Directive A. Count the lines in the listing below that contain the string "swissquote", and give only that number.

Spring Forecast Statement Debate

Full Debate: Read Full Debate
Department: HM Treasury

Spring Forecast Statement

Lord Patten Excerpts
Tuesday 17th March 2026

(1 day, 9 hours ago)

Lords Chamber
Read Full debate Read Hansard Text Watch Debate Read Debate Ministerial Extracts
Lord Patten Portrait Lord Patten (Con)
- View Speech - Hansard - -

My Lords, I shall certainly miss the noble Lord, Lord St John of Bletso, around the place. With his economic and business acuity, he will be sorely missed—a real person in every sense.

Today I shall address only the so-called spring forecast Statement. With respect, I cannot ever recall such an empty thing being brought before our House by any Government at any time. It is a monument to emptiness. On reading it, I was reminded inexorably of the Empty Quarter in Saudi Arabia; nothing much happens there, nothing much is seen and nothing comes out of it. It is remote from all reality and totally silent, with one exception—the Saudi Government have brilliantly managed to begin pumping wells in the middle of nowhere, getting on with the vital task of fuel enrichment. If only we had the same determination from the Government to do something about our neglected North Sea assets. The delays are shameful.

Dataset records.
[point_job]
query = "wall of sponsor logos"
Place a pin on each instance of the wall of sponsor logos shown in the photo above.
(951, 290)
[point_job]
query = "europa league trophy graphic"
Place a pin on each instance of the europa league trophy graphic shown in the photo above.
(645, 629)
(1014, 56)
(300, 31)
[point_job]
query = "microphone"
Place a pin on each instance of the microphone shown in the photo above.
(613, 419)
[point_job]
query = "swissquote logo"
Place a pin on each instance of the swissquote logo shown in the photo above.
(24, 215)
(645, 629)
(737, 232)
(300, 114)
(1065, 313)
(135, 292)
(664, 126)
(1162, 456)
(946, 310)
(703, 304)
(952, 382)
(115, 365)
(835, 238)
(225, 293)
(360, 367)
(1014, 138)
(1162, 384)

Directive B.
Please answer these questions about the debate excerpt above, one per line:
(i) On what date did Lord Patten speak?
(ii) In which chamber did the debate take place?
(iii) What region of Saudi Arabia did reading the Statement remind him of?

Exercise result A. 2

Exercise result B.
(i) Tuesday 17th March 2026
(ii) The Lords Chamber
(iii) The Empty Quarter